= Zitierter Text =

Edi Hila: Brautkleid zu vermieten oder von Systemübergängen und Überlebensstrategien

„Auf den Landstraßen zwischen zwei Städten fand man ein Aquarium. Ein Aquarium mit lebenden Fischen. Jemand hatte sie aus dem See gefischt und an der Straße ausgestellt. In der Hoffnung sie an jemanden verkaufen zu können, der mit dem Auto vorbeikommt, anhält und diese frischen Fische kauft. Das nennt man Parallelwirtschaft - im Gegensatz zur organisierten Wirtschaft, die von der Regierung, dem Staat geplant wird. Diese Parallelwirtschaft wurde als Mittel zum Überleben erfunden.“ 

Edi Hila Porträt

 

Seit dem Fall des Eisernen Vorhangs befindet sich Albanien mit dem Übergang von Diktatur zu Demokratie in einer tiefen Krise. Obwohl 1991 die ersten freien Wahlen stattfinden, weitet sich 1997 die wirtschaftliche und politische Krise derart aus, dass sie zur gesellschaftlichen wird. Die albanische Bevölkerung erhebt sich im sogenannten „Lotterieaufstand“. Um zu überleben, entwickelt sich eine Parallelwirtschaft. Es wird gehandelt, verkauft, vermietet. Lebende Fische ebenso wie Brautkleider.

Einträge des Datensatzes
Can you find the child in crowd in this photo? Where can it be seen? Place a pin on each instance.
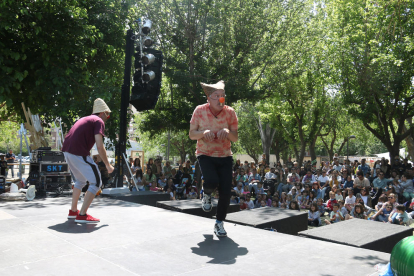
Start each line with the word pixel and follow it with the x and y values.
pixel 338 194
pixel 193 195
pixel 349 183
pixel 350 200
pixel 342 208
pixel 169 191
pixel 162 181
pixel 359 212
pixel 243 205
pixel 312 197
pixel 138 180
pixel 314 218
pixel 233 199
pixel 335 216
pixel 268 199
pixel 316 189
pixel 249 202
pixel 259 188
pixel 381 201
pixel 154 187
pixel 400 216
pixel 331 201
pixel 299 198
pixel 289 199
pixel 397 186
pixel 383 213
pixel 283 198
pixel 321 206
pixel 293 205
pixel 305 200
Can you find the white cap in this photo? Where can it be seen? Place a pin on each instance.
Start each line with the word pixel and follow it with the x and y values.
pixel 100 106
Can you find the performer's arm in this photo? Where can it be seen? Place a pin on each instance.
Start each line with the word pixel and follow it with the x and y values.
pixel 196 134
pixel 102 152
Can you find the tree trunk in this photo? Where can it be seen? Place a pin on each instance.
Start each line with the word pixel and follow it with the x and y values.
pixel 285 157
pixel 409 141
pixel 266 134
pixel 410 147
pixel 301 155
pixel 312 149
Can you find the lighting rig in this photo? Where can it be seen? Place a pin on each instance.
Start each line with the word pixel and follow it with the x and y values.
pixel 146 89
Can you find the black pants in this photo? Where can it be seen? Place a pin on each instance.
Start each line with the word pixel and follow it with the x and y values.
pixel 217 173
pixel 375 196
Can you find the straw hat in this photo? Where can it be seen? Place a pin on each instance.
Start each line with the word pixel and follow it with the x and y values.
pixel 210 88
pixel 100 106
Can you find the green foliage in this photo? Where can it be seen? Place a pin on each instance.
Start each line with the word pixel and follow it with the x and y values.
pixel 371 53
pixel 10 139
pixel 249 138
pixel 59 56
pixel 212 40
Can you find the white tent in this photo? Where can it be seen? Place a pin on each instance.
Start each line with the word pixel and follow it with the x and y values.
pixel 386 155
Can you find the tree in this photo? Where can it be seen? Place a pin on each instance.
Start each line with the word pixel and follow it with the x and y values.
pixel 249 137
pixel 299 113
pixel 212 40
pixel 59 56
pixel 372 53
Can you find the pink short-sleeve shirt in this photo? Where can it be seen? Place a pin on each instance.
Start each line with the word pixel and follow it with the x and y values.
pixel 204 119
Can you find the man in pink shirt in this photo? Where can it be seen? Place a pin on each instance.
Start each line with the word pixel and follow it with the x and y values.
pixel 214 126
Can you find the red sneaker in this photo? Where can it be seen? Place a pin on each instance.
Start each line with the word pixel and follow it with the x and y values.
pixel 73 214
pixel 86 219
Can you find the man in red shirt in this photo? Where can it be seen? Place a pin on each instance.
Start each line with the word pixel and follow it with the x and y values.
pixel 214 126
pixel 78 142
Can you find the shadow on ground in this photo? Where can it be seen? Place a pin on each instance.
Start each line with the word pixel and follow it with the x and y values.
pixel 222 251
pixel 72 227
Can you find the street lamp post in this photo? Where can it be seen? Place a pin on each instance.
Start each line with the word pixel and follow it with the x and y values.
pixel 347 146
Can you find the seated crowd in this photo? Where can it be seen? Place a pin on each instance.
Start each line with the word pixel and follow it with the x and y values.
pixel 341 191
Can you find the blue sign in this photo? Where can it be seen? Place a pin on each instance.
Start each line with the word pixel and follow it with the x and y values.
pixel 54 167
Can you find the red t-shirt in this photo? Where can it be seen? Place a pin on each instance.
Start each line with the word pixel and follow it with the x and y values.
pixel 204 119
pixel 81 137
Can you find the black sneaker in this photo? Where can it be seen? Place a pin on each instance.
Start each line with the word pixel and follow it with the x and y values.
pixel 206 203
pixel 219 230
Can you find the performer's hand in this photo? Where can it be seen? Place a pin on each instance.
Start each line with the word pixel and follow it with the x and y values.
pixel 110 168
pixel 208 135
pixel 222 134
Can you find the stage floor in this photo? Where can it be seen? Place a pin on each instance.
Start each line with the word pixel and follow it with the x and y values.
pixel 133 239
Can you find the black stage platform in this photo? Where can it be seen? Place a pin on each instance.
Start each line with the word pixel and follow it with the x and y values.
pixel 144 197
pixel 284 221
pixel 361 233
pixel 193 207
pixel 36 239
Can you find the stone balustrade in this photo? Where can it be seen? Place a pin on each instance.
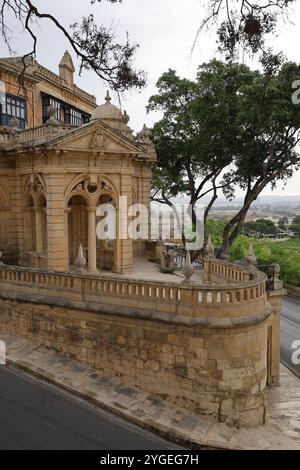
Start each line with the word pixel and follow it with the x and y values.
pixel 244 298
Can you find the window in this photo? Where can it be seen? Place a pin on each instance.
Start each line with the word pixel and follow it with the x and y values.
pixel 72 116
pixel 64 112
pixel 13 107
pixel 48 101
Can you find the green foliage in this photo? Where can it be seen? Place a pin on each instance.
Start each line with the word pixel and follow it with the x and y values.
pixel 197 135
pixel 295 228
pixel 215 229
pixel 260 226
pixel 286 252
pixel 296 220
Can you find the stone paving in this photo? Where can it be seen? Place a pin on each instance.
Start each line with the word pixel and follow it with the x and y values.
pixel 282 430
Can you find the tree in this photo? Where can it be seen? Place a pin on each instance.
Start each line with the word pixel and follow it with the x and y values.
pixel 244 23
pixel 96 46
pixel 283 222
pixel 196 138
pixel 296 220
pixel 261 227
pixel 269 133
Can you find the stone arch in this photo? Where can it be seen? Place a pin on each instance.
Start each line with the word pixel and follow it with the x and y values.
pixel 29 223
pixel 90 189
pixel 5 218
pixel 35 220
pixel 77 226
pixel 36 187
pixel 4 196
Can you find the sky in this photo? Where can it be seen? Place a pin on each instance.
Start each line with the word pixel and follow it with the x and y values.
pixel 165 31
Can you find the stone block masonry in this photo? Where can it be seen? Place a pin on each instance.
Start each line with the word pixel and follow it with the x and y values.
pixel 217 372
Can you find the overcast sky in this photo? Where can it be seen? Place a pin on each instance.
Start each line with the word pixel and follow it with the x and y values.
pixel 165 30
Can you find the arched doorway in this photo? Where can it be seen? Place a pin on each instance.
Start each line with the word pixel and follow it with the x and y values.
pixel 107 250
pixel 29 226
pixel 77 228
pixel 5 220
pixel 35 224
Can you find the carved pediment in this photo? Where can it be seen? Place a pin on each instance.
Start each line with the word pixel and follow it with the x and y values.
pixel 94 138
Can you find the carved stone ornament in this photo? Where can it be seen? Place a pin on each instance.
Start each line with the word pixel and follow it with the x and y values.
pixel 98 142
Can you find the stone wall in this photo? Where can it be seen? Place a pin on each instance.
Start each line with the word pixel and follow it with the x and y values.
pixel 293 291
pixel 220 372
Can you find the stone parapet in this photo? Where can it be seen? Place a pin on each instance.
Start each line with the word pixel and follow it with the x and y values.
pixel 204 348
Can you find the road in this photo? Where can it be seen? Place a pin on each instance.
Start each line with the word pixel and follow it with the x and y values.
pixel 290 332
pixel 34 415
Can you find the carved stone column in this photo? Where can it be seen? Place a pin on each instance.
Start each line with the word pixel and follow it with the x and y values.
pixel 92 241
pixel 39 245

= Aufgabenstellung =
[A] In welchem Jahr fanden laut dem Text über Edi Hila die ersten freien Wahlen in Albanien statt?
[B] Setze den Text über Edi Hila und die albanische Parallelwirtschaft im Anschluss an seinen letzten Satz fort.

= Lösungen =
[A] 1991

[B]
Das erzählt uns der albanische Künstler als wir ihn in unserem Museum interviewen. Wir treffen in Edi Hila einen leise lächelnden älteren Herrn. Er erzählt uns in wohlbedachten Worten die Geschichte seines Bildes „La robe de la mariée 2“ (2007), die so eng mit der Geschichte seines Landes verknüpft ist.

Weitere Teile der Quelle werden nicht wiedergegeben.